Aufgabe 1: Wie viele Bands sammeln laut dem Text über neue Musik aus Berlin mit dem Sampler „Zurück in die Zukunft“ Geld?
Aufgabe 2: Schreib den Text über neue Musik aus Berlin im Anschluss an seinen letzten Satz weiter.

# taz.de -- Neue Musik aus Berlin: Gegen den Coronafrust
       
       > Mit dem Sampler „Zurück in die Zukunft“ sammeln 47 Bands Geld für einen
       > feinen Berliner Club. Und JJ Weihls schubst uns in eine
       > Synthie-Parallelwelt.
       
 (IMG) Bild: Italo-Disco-Synthie-Nebel: JJ Weihls Soloprojekt Discovery Zone
       
       Hört man den Titel „Zurück in die Zukunft“, so hat man als in den
       Achtzigern sozialisierter Mensch wohl direkt Marty McFly und Doc Brown aus
       dem gleichnamigen Kinoklassiker vor Augen. Um Zeitreisen geht es bei der
       Kompilation dieses Namens allerdings weniger – vielleicht abgesehen von der
       Tatsache, dass man sich gern in eine Zeit vor Corona zurückbeamen würde.

Datenübersicht:
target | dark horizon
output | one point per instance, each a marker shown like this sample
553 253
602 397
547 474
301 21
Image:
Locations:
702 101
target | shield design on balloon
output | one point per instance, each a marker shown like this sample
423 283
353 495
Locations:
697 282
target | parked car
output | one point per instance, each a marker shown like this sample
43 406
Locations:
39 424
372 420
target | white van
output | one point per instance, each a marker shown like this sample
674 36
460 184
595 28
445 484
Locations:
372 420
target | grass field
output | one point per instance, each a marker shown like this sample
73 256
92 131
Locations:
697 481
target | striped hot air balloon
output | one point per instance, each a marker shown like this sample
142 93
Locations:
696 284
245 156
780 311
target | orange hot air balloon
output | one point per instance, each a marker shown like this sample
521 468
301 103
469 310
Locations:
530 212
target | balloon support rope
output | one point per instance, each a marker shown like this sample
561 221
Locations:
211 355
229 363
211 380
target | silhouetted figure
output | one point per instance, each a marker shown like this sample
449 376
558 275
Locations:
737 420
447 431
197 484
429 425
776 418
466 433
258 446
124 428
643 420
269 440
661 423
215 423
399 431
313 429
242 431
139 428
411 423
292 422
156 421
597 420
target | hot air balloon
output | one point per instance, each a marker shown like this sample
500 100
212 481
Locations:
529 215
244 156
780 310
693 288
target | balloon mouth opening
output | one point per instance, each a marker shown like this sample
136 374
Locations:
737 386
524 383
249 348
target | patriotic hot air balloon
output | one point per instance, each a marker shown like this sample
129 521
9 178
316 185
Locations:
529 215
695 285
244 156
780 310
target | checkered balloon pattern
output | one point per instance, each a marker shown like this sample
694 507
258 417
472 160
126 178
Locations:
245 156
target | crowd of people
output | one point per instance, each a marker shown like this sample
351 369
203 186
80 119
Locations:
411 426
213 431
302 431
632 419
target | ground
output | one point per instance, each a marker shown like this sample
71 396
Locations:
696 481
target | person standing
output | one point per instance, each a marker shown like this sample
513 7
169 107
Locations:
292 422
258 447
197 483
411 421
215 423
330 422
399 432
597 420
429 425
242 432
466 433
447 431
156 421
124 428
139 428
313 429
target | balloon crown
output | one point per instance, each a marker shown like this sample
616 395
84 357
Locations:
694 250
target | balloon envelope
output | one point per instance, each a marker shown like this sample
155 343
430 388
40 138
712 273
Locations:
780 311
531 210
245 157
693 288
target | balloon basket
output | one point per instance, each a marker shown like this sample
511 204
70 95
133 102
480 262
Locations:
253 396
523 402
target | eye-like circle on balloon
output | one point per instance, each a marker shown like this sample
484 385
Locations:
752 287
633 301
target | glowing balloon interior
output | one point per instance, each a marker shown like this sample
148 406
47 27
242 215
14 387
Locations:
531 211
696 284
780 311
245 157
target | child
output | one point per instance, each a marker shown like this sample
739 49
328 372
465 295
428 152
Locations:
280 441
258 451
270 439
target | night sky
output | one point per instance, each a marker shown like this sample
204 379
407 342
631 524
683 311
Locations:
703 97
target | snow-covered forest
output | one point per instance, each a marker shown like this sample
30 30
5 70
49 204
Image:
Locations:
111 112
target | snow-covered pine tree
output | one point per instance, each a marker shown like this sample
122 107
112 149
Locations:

Antwort 1: 47 Bands sammeln damit Geld für einen feinen Berliner Club.

Antwort 2:
       Denn da fanden noch regelmäßig Konzerte im Berliner Club „[1][Zukunft am
       Ostkreuz]“ statt, was aus bekannten Gründen erst mal flach fällt. Weil der
       Veranstaltungsort dadurch finanziell in die Bredouille gerät, ist jetzt der
       Soli-Sampler „Zurück in die Zukunft“ erschienen. Insgesamt 47 Bands, die
       dem Club nahestehen, haben einen Song beigesteuert, die meisten aus den
       Genres Metal, Stoner Rock, Punk und Postpunk.
       
       Zum einen zeigen die mehr als vier Stunden Musik, für welche musikalische
       Breite (und Breitseite) das Zukunft steht. Da wären Gruppen wie die
       gefeierte Black-Metal-Band Sun Worship, die hier mit einem 12-minütigen
       unterschwelligen Gewummer und Geballer aufwartet; da wären die Post-Punks
       von Pigeon, die mit „Scars“ einen neuen Song veröffentlichen; da wären
       Gaffa Ghandi mit einem Stoner-/Metal-/Mathrock-Gebräu oder auch die
       unermüdliche Berliner Hardcoreband Henry Fonda mit dem wütend
       runtergebolzten Stück „Count Me Out“.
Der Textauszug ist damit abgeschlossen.